Tarefa do exercício 1 —
Extraia, sem nenhuma alteração, a parte do texto abaixo sobre o aglomerado NGC 6218 que começa em "A larápia foi" e termina em "uma coisa boa.".

Trecho do documento —
>>>>>

Pensata

Salvador Nogueira

16/02/2006

Caso de polícia

É inacreditável que tenha ficado longe das manchetes, mas aconteceu. É um escândalo --um roubo de 1 milhão. De estrelas.

A larápia foi a Via Láctea, e o delito acaba de ser revelado por um trio de astrônomos italianos. O trabalho dá uma nova perspectiva à história pregressa de um aglomerado globular chamado NGC 6218. Sim, ele, pobrezinho, foi a vítima.

ESO
Imagem do VLT mostra o centro do aglomerado globular NGC 6218
Imagem do VLT mostra o centro do aglomerado globular NGC 6218
Aglomerados globulares são grandes conjuntos de estrelas que se formaram juntas na mesma região do espaço durante a infância da Via Láctea, uns 13 bilhões de anos atrás. Esses agrupamentos são um ótimo objeto de estudo para astrônomos, uma vez que suas estrelas compartilham a mesma história, diferindo apenas em sua massa. Com isso, os astrônomos podem estudar a evolução de astros de tamanhos diferentes apenas comparando seus brilhos relativos. Enfim, uma coisa boa.

O NGC 6218, também chamado de Messier 12 (por ter sido catalogado pelo francês Charles Messier, em 1774), está localizado a cerca de 23 mil anos-luz da Terra. Ele é apenas um entre os cerca de 200 aglomerados globulares conhecidos na Via Láctea, mas sua história parece ter sido mais trágica que a de outros.

A afirmação, que contraria avaliações anteriores, é de Guido de Marchi, da ESA (Agência Espacial Européia), Luigi Pulone e Francesco Paresce, ambos do Inaf, na Itália. Eles redigiram um artigo já aceito para publicação no periódico científico "Astronomy and Astrophysics".

<<<<<

Linhas de dados —
>>>>>

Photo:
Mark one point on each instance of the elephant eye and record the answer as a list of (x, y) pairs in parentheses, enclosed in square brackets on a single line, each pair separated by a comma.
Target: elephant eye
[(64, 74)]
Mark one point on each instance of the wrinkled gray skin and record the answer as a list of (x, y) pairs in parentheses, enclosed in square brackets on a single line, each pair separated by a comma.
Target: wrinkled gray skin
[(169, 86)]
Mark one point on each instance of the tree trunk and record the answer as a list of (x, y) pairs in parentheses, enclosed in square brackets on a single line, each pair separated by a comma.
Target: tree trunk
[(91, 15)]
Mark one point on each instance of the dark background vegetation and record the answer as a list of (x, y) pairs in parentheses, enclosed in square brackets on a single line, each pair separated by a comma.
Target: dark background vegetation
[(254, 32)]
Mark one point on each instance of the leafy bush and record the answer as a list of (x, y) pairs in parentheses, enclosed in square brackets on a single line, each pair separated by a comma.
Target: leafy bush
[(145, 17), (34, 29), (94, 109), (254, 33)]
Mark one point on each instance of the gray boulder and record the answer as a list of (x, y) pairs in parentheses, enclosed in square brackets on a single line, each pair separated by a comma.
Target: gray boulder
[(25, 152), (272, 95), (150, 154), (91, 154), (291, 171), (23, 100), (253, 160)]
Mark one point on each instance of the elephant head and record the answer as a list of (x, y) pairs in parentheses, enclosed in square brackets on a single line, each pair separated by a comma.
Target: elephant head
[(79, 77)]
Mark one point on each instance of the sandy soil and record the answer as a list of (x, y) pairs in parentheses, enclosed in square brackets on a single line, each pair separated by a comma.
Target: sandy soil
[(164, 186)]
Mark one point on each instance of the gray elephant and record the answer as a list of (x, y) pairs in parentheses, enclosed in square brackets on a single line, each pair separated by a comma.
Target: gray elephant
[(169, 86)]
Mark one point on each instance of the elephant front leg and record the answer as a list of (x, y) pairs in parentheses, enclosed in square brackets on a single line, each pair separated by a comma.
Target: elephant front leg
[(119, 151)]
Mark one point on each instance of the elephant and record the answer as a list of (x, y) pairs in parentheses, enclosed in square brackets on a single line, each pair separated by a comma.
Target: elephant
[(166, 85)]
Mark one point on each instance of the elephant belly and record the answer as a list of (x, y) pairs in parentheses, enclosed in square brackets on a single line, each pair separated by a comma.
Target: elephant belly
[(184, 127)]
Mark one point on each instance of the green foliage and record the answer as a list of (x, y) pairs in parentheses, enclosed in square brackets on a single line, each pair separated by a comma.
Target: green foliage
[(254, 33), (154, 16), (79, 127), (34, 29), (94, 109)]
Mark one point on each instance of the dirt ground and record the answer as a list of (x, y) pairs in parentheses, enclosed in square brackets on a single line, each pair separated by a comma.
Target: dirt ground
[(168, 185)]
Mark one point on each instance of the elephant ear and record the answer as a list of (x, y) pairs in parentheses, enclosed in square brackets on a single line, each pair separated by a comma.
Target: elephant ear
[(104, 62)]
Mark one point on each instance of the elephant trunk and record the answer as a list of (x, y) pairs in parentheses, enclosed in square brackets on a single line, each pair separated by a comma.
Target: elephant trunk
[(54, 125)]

<<<<<

Tarefa do exercício 2 —
Separe, nos registros acima, todas as linhas em que aparece a palavra "boulder", copiando cada uma delas.

Resposta do exercício 1 —
A larápia foi a Via Láctea, e o delito acaba de ser revelado por um trio de astrônomos italianos. O trabalho dá uma nova perspectiva à história pregressa de um aglomerado globular chamado NGC 6218. Sim, ele, pobrezinho, foi a vítima.

ESO
Imagem do VLT mostra o centro do aglomerado globular NGC 6218
Imagem do VLT mostra o centro do aglomerado globular NGC 6218
Aglomerados globulares são grandes conjuntos de estrelas que se formaram juntas na mesma região do espaço durante a infância da Via Láctea, uns 13 bilhões de anos atrás. Esses agrupamentos são um ótimo objeto de estudo para astrônomos, uma vez que suas estrelas compartilham a mesma história, diferindo apenas em sua massa. Com isso, os astrônomos podem estudar a evolução de astros de tamanhos diferentes apenas comparando seus brilhos relativos. Enfim, uma coisa boa.

Resposta do exercício 2 —
Mark one point on each instance of the gray boulder and record the answer as a list of (x, y) pairs in parentheses, enclosed in square brackets on a single line, each pair separated by a comma.
Target: gray boulder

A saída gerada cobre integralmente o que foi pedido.